> _EXERCISE OBJECTIVE_
Print the following entries without any change.
RECORDS TO USE: Begin
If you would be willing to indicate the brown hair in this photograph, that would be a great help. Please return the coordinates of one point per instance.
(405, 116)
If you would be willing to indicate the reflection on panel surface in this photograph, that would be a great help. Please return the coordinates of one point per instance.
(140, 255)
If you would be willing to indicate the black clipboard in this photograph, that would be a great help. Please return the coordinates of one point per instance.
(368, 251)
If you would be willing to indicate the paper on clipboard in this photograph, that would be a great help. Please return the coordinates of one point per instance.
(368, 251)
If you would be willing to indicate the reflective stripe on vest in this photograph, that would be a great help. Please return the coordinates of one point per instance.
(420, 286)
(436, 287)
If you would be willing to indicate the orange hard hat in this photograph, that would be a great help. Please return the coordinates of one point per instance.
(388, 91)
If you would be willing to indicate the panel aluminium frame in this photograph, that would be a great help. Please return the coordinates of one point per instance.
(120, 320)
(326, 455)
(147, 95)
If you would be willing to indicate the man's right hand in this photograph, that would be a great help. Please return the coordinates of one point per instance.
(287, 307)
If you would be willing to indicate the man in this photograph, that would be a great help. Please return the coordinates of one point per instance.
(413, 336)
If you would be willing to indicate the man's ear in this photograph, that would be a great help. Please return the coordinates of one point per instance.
RECORDS TO USE: End
> _EXERCISE SOLUTION_
If you would be willing to indicate the brown hair in this photograph, that would be a great help. Please return the coordinates of one point per instance.
(405, 116)
If you would be willing to indicate the reflection on panel surface in this photograph, that would be a great help. Please return the coordinates of one point per instance.
(140, 255)
If you would be willing to indicate the black clipboard in this photograph, that would be a great help. Please return the coordinates of one point per instance.
(368, 251)
If you would be willing to indicate the paper on clipboard in this photograph, that would be a great help. Please return the coordinates of one point per instance.
(368, 251)
If you would be willing to indicate the reflective stripe on vest in this photograph, that would be a great help. Please return the coordinates of one point per instance.
(420, 286)
(436, 287)
If you would be willing to indicate the orange hard hat in this photograph, that would be a great help. Please return the coordinates of one point per instance.
(388, 91)
If you would be willing to indicate the panel aluminium frame in this photograph, that would be a great help. Please return the coordinates of one point per instance.
(120, 320)
(326, 455)
(147, 95)
If you would be willing to indicate the man's right hand in this photograph, that would be a great help. Please return the coordinates of one point per instance.
(287, 307)
If you would be willing to indicate the man in this photograph, that would be a great help. Please return the coordinates of one point per instance.
(413, 336)
If you would be willing to indicate the man's ear in this photograph, that would be a great help. Please return the coordinates of one point per instance.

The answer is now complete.